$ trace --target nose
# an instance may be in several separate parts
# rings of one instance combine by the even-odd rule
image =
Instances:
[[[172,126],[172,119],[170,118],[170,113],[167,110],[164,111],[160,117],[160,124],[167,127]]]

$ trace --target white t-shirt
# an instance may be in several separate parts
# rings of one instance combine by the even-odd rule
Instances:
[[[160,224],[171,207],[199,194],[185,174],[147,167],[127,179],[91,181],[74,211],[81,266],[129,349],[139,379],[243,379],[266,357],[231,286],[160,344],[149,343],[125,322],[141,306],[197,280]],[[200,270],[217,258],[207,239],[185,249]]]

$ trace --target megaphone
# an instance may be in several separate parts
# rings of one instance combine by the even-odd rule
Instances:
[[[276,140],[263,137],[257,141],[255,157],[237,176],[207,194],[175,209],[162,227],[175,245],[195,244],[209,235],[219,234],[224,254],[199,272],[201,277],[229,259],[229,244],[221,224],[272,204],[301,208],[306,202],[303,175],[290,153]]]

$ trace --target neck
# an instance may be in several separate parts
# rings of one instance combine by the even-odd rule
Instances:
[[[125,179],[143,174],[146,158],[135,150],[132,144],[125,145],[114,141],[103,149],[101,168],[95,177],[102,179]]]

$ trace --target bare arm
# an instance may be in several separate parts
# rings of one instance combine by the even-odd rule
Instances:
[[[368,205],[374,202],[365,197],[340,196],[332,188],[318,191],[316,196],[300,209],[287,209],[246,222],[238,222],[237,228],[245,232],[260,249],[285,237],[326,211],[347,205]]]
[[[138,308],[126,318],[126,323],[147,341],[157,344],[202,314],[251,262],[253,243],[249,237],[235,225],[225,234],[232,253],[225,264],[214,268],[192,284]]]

**Set exercise**
Please rescale the entries starting at the line that contains "trace --target neck" and ending at the last entry, writing out every line again, requests included, with each outline coordinate multiplied by 1.55. Round the results to whole numbers, rounding halves up.

**Answer for this exercise**
$ trace --target neck
# an instance may be in several separate parts
# rings of one instance combine by the even-odd rule
Instances:
[[[194,277],[222,270],[226,245],[209,233],[205,223],[194,225],[177,219],[160,231],[157,260],[147,274],[158,277]]]

$ trace --target bare arm
# an instance may be in several separate parts
# rings of one instance combine by the even-odd rule
Instances:
[[[570,318],[580,313],[566,305],[527,304],[515,291],[493,296],[490,304],[465,324],[445,324],[381,344],[369,344],[367,353],[380,360],[403,386],[442,367],[505,327],[538,318]]]
[[[214,477],[195,493],[195,501],[228,529],[243,533],[313,487],[389,406],[392,377],[386,367],[364,349],[349,363],[360,392],[349,409],[332,415],[298,440]]]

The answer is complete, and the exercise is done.